> EXERCISE PASSAGE:
Signs of fentanyl abuse may include symptoms of a potential overdose:
- Slow, shallow and/or erratic breathing
- Little to no show of a pulse (heartbeat)
- Unresponsiveness to external stimuli
- Inability to talk despite appearing awake
- A change in skin tone to bluish (for fair-skinned people) or grayish or ashen (for dark-skinned people)
- Limp limbs
- A change in color of fingernails and lips to blue or purplish black
- Choking sounds or a snore-like gurgling (sometimes called the “death rattle”)
Cited from: The Harm Reduction Coalition
Someone who is high on fentanyl may exhibit the following symptoms:
- Small, contracted pupils
- Muscle droopiness
- Nodding out
- Slurred speech
- Scratching of itchy skin
- Slower responses to external stimuli
Who Is More at Risk of Fentanyl Abuse
Who is more at risk of abusing fentanyl? The latest findings by Dr. Murphy and her team of researchers suggest women with pain issues may be more susceptible, based on sex differences between how their brains both process pain and respond to opiate painkillers like fentanyl.

> ENTRIES PROVIDED:

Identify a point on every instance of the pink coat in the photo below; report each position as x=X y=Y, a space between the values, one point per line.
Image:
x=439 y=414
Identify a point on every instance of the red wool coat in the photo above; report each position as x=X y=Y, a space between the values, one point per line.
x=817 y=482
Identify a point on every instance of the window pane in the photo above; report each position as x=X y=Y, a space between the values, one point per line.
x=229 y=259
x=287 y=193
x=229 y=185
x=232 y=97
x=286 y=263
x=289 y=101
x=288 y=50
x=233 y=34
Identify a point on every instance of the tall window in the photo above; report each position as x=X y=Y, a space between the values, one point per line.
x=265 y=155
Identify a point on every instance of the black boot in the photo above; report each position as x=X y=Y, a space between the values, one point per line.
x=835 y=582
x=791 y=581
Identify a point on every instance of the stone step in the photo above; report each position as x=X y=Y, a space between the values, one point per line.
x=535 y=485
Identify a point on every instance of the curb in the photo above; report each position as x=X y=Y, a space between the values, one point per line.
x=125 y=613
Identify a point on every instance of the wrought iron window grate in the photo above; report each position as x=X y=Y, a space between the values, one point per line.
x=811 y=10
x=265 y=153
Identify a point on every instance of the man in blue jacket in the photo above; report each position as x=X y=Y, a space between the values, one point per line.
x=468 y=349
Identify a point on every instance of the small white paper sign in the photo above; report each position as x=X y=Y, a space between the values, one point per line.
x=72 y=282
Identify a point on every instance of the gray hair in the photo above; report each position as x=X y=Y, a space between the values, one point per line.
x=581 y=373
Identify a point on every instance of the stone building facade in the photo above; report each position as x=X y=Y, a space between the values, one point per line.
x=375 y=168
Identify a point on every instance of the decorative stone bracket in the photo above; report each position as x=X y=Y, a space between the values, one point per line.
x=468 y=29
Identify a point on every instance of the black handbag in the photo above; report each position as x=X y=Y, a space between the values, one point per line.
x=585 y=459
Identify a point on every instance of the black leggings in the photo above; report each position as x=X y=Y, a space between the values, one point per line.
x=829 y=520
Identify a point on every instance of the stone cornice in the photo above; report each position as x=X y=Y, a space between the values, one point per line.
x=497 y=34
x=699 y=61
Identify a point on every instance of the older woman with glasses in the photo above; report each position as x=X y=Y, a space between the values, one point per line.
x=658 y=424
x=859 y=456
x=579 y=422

> TASK LIST:
**a.** Copy the fentanyl passage between "Signs of fentanyl" and "a pulse (heartbeat)", inclusive.
**b.** Write what comes next in the fentanyl passage, starting after its final sentence.
The rows have nothing to do with the fentanyl passage.

> ANSWERS GIVEN:
**a.**
Signs of fentanyl abuse may include symptoms of a potential overdose:
- Slow, shallow and/or erratic breathing
- Little to no show of a pulse (heartbeat)

**b.**
One extension of these differences is that women have a significantly higher tolerance for opiates —in the case of morphine, for example, they typically require two times the amount of morphine that men require in order to experience the same analgesic effects.
The study that Dr. Murphy recently co-authored, which appeared in the March 2017 issue of the Journal of Neuroscience, now has a biological explanation for women’s much higher tolerance for morphine: “microglia” or tiny immune cells in the brain, which in women turn out to be more active in the brain’s key pain-processing regions.
“Microglia are more primed in females, so they initially have to take more [morphine] to get the same euphoria as males experience, which puts them at much greater risk [of opiate abuse],” Dr. Murphy explained in an interview with Beach House. “Our study was looking at the ability of morphine to alleviate pain … if you give morphine in the absence of chronic pain, the brain produces more of an immune response (activated microglia) … if you block microglia activation and then give morphine, there’s no sex difference in response to the analgesic effects of morphine.”
In other words, when microglia activation is turned off, females can get the same analgesic effects from morphine with just half the dose of morphine that they previously required, meaning safer pain relief with less danger of abuse or overdose.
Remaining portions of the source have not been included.